=== YOUR TASK ===
Decide whether each statement below agrees with the article on Louisville basketball. Answer yes or no for each, quoting the words from the article that settle it. (a) Bernard "Peck" Hickman became the men's basketball coach in 1944. (b) The Cardinals' first national title was an NCAA championship won in 1948. (c) Denny Crum was hired in 1971.

=== DOCUMENT ===

Sports: March Madness
by Jason Puckett
The NAIB, NIT, and NCAA all spell championships for UofL - the only school to win all three national titles
At right: Darrell Griffith, who led the Cardinals to an NCAA title in 1980, was later named National Player of the Year.
Louisville’s rich basketball heritage manifests itself in the form of year-round hoop talk, remarkable attendance figures, and always...great expectations. That way of life has been around more years than many of the Cards’ most avid fans, and the tradition is built on a solid foundation of aiming high. The goal: national championships.
Certainly, basketball fans around the nation are familiar with the success the University of Louisville basketball program has enjoyed through the years under coach Denny Crum. Six Final Four appearances and two NCAA championships since his hiring in 1971, and a fan following that packs Freedom Hall, have helped establish U of L as one of the elite basketball programs in the country.
But there’s more to the story. There’s a solid foundation of greatness that has seen the Cards achieve what no other program in the country has ever accomplished—three different national titles.
Louisville’s journey to greatness got a huge boost in 1944 when U of L hired Bernard "Peck" Hickman as men’s basketball coach. Phil Rollins, a guard for the Cardinals from 1952 to 1956, recalls that playing for the new coach could be a challenge.
"Playing for Hickman was sometimes a struggle trying to understand what he wanted and what you thought he wanted," says Rollins. "Most of the time, though, it was better not to read too much into things. Basically, it was all black and white with him. No gray areas."
In only four years, Hickman’s no-nonsense style laid the foundation for what later became one of college basketball’s most storied programs. In 1948, the Cardinals captured the NAIB championship in Kansas City, giving the school its first-ever national title. The title game victory came against Indiana State which, in retrospect, was even more significant because the Sycamores’ coach was none other than John Wooden—who left the school later that year to begin his reign at UCLA.

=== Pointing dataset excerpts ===

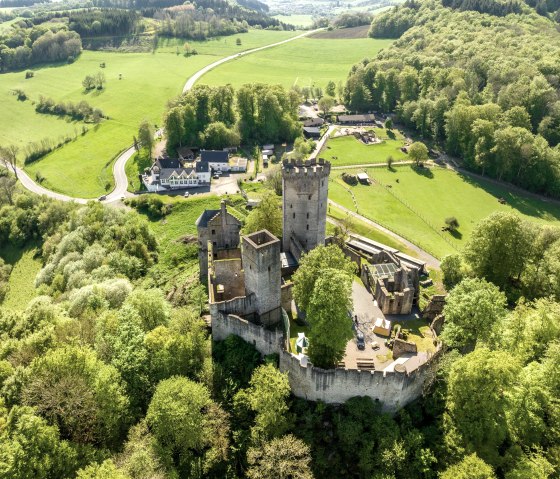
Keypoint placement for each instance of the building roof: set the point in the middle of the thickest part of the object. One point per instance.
(205, 217)
(202, 167)
(209, 215)
(368, 117)
(312, 130)
(168, 163)
(214, 156)
(314, 122)
(168, 167)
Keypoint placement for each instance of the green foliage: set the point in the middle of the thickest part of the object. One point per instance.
(499, 248)
(453, 270)
(217, 136)
(267, 397)
(283, 458)
(30, 448)
(188, 425)
(146, 136)
(471, 311)
(5, 270)
(141, 458)
(478, 401)
(327, 314)
(218, 117)
(234, 363)
(311, 268)
(487, 105)
(105, 470)
(76, 391)
(471, 467)
(266, 216)
(151, 307)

=== TASK RESULT ===
(a) Yes: "Louisville’s journey to greatness got a huge boost in 1944 when U of L hired Bernard "Peck" Hickman as men’s basketball coach."
(b) No: "In 1948, the Cardinals captured the NAIB championship in Kansas City, giving the school its first-ever national title."
(c) Yes: "Six Final Four appearances and two NCAA championships since his hiring in 1971"